▸ Dataset entries
————————

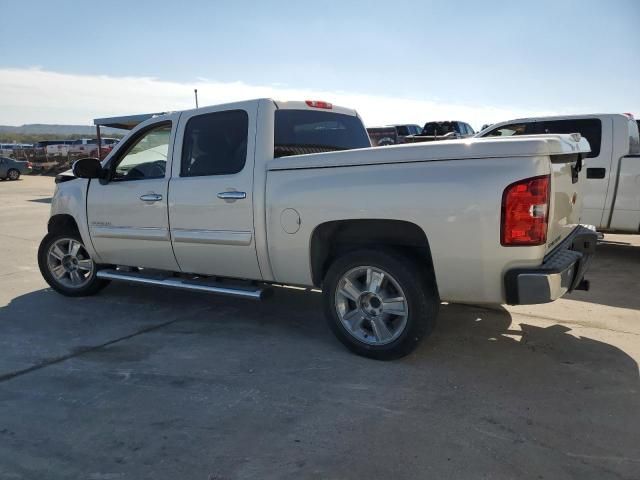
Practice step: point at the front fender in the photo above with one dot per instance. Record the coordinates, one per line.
(70, 198)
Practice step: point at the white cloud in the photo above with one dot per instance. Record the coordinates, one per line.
(39, 96)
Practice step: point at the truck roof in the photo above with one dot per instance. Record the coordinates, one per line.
(129, 122)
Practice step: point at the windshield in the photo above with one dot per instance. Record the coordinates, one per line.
(298, 132)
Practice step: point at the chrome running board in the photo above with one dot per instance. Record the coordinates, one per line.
(197, 284)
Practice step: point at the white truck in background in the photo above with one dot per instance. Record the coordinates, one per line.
(611, 199)
(232, 198)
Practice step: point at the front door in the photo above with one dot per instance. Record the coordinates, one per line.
(127, 215)
(211, 192)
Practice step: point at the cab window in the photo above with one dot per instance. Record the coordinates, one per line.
(215, 144)
(146, 156)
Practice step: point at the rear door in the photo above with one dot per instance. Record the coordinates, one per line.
(211, 192)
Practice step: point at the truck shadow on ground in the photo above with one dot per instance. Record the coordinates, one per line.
(268, 372)
(293, 320)
(615, 277)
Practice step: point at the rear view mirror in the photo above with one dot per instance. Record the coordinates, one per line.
(88, 168)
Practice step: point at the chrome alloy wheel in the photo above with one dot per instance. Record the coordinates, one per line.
(69, 263)
(371, 305)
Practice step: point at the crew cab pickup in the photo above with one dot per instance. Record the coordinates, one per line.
(237, 198)
(611, 199)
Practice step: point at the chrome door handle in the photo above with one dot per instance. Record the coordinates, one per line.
(151, 197)
(232, 195)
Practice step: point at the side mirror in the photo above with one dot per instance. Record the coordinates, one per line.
(88, 168)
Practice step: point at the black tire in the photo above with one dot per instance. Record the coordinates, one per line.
(93, 285)
(418, 288)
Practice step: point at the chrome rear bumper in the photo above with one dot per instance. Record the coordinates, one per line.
(561, 271)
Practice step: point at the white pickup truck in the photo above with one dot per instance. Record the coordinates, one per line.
(234, 198)
(611, 198)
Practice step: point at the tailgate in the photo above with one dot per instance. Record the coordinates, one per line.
(567, 181)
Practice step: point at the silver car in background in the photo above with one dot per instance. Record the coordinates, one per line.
(11, 169)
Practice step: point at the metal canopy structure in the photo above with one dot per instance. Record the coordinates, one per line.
(126, 122)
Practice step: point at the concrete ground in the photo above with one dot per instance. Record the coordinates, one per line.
(140, 382)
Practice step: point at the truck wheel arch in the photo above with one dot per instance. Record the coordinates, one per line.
(329, 240)
(62, 223)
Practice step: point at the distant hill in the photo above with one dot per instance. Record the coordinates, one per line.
(62, 130)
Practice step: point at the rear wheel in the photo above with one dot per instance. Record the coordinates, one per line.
(67, 266)
(380, 304)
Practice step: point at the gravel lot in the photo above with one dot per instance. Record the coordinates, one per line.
(139, 382)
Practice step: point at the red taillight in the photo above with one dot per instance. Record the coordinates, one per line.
(319, 104)
(525, 210)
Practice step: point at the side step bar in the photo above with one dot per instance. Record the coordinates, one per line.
(198, 284)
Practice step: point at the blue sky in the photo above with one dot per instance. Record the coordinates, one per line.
(509, 56)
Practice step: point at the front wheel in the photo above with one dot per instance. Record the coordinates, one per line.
(380, 303)
(67, 266)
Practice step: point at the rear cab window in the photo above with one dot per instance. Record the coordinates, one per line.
(298, 132)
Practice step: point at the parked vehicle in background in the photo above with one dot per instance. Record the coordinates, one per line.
(11, 169)
(382, 136)
(6, 149)
(58, 149)
(9, 149)
(612, 190)
(265, 192)
(83, 146)
(391, 134)
(445, 130)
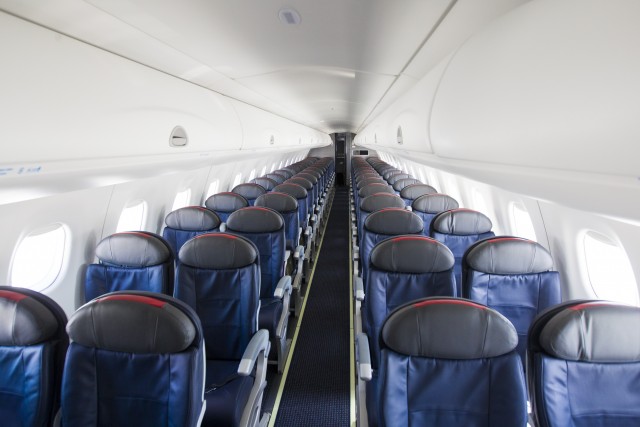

————————

▸ Given task
Extract every line of the rows above that contains the word "white", and treat case as significant.

▸ Solution below
Practice step: point at the white cloud in the photo above with one dot per instance. Record the coordinates, one per line.
Practice step: point at the white truck in background in the photo above with one dot per instance. Record the coordinates, one per line.
Practice step: point at the white pickup truck in the photo above with one dot per instance. Record the coordinates, one per line.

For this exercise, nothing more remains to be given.